— TASK STATEMENT —
Search the records for lines with the word "pole" and copy each match.

┄┄┄┄┄┄┄┄┄┄

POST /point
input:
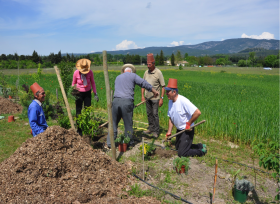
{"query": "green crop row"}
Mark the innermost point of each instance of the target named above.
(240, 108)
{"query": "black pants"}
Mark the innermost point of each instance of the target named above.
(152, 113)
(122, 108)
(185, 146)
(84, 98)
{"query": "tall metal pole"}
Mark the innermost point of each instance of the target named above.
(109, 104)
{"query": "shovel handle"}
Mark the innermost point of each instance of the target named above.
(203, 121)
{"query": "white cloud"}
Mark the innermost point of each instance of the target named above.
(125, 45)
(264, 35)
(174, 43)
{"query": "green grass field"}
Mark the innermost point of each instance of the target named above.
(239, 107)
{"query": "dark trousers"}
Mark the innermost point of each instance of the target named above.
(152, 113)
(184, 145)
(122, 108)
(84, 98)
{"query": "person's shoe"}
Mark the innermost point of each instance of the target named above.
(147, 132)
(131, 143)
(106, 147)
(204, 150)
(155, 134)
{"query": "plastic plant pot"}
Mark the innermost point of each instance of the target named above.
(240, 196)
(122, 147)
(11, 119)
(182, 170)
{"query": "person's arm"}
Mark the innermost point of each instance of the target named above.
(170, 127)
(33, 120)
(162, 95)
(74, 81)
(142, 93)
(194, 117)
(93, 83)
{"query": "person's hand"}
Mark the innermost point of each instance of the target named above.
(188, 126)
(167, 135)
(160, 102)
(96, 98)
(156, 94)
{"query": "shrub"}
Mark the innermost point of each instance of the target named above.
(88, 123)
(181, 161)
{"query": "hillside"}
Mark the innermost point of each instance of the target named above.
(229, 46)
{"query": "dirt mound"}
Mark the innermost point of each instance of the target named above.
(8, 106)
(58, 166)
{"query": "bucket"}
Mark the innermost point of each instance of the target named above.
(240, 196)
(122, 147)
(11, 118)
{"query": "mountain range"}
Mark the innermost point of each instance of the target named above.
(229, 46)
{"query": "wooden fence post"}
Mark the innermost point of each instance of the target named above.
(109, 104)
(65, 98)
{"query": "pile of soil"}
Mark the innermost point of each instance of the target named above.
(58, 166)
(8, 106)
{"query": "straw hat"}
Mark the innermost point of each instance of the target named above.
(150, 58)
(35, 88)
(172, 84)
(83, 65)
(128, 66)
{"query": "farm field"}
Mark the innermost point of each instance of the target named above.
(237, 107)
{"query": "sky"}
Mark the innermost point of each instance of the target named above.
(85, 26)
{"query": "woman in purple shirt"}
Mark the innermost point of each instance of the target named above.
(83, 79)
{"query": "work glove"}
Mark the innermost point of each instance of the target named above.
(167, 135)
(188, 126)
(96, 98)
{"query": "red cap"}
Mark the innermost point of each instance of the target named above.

┄┄┄┄┄┄┄┄┄┄

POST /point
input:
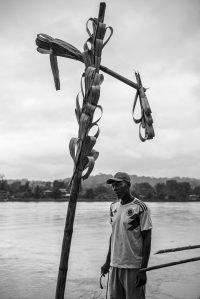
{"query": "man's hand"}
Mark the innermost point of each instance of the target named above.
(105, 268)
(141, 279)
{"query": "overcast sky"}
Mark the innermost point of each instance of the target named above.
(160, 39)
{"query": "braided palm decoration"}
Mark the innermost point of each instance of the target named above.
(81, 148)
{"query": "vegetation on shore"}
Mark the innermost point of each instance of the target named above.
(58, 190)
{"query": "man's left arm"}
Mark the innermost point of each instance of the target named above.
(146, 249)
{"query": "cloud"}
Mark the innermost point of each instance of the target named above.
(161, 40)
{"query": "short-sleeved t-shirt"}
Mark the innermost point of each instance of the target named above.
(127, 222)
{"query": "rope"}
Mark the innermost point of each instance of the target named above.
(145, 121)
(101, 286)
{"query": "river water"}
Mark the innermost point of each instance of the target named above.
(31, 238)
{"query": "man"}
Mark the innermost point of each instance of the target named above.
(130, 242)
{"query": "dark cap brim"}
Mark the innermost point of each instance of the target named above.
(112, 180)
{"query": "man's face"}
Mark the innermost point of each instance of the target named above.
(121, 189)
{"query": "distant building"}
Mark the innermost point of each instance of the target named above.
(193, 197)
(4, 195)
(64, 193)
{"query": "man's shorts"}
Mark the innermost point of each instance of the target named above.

┄┄┄┄┄┄┄┄┄┄

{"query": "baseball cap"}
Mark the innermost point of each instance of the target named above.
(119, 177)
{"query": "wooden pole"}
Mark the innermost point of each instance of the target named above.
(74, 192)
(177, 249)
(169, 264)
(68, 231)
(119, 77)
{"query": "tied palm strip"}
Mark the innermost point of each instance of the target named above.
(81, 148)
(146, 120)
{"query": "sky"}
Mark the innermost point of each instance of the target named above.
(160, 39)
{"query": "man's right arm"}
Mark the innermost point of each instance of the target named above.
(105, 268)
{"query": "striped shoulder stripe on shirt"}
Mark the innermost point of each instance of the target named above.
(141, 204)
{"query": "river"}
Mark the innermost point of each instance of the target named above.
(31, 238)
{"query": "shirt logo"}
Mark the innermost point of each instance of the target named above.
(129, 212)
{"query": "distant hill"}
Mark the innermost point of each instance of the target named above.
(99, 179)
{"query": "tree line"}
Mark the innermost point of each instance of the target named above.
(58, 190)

┄┄┄┄┄┄┄┄┄┄

— RESPONSE TO THIS EXERCISE —
{"query": "tall metal pole"}
{"query": "wooden pole"}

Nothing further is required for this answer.